BEGIN Material provided

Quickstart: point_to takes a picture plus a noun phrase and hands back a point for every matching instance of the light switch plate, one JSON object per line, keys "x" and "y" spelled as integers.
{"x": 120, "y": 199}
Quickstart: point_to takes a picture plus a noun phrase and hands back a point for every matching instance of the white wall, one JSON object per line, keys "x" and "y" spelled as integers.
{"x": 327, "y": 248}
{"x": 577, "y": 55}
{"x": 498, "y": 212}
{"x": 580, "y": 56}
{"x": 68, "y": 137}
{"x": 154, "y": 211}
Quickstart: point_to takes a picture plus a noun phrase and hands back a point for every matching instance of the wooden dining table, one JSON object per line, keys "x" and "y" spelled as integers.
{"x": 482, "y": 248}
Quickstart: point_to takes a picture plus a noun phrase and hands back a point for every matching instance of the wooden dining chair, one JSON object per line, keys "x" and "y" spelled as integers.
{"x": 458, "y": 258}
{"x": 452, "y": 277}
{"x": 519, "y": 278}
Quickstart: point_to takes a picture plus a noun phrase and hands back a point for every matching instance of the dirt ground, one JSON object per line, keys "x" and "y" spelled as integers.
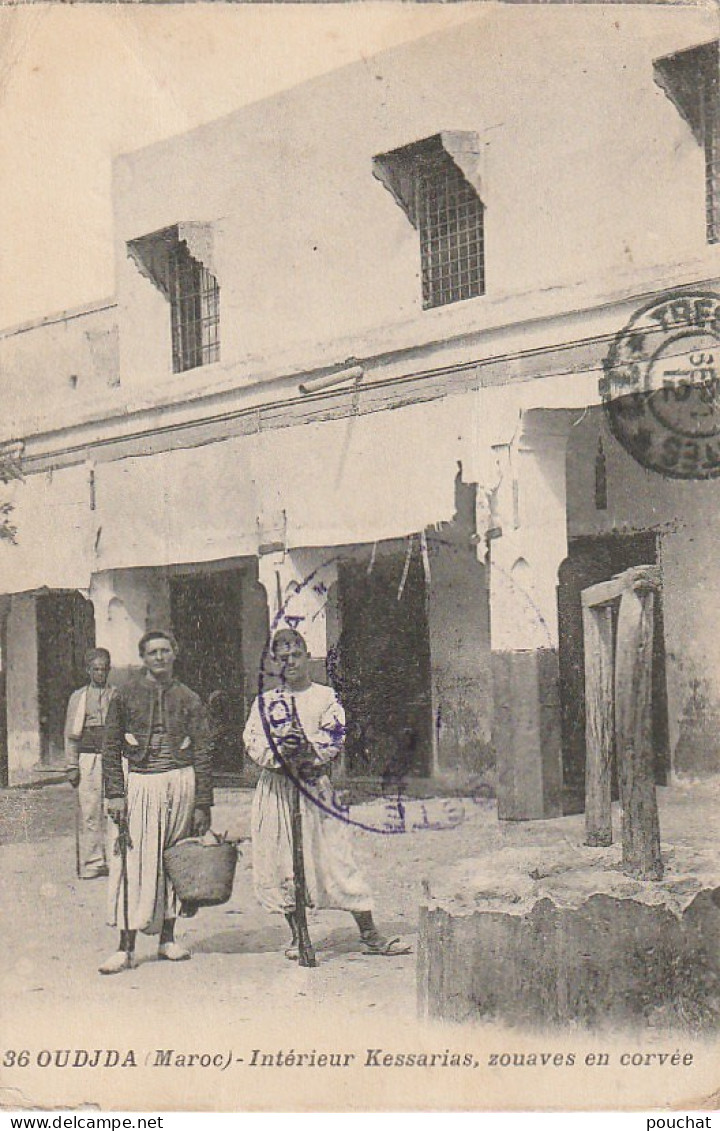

END Material provided

To do
Once you find the line with "dining table, one", restate it and every later line of the data word for word, excluding the pictures.

Task answer
Quickstart: point_to takes a picture plus a noun phrase and hands back a point for every matching instance of the wooden dining table, one JSON object per line, keys "x" and "y" spelled as integers.
{"x": 482, "y": 248}
Quickstart: point_to takes a picture plus a noun phrase and hands back a point for every matching instance of the wooden dining chair, one JSON object per line, keys "x" and "y" spelled as integers.
{"x": 458, "y": 258}
{"x": 452, "y": 277}
{"x": 519, "y": 278}
Quickstart: point_to takes a picture plus a noun phrase and hands back a point for every matching instance of the dirt ground, one JSON object per line, keys "x" and "y" spelled as integers.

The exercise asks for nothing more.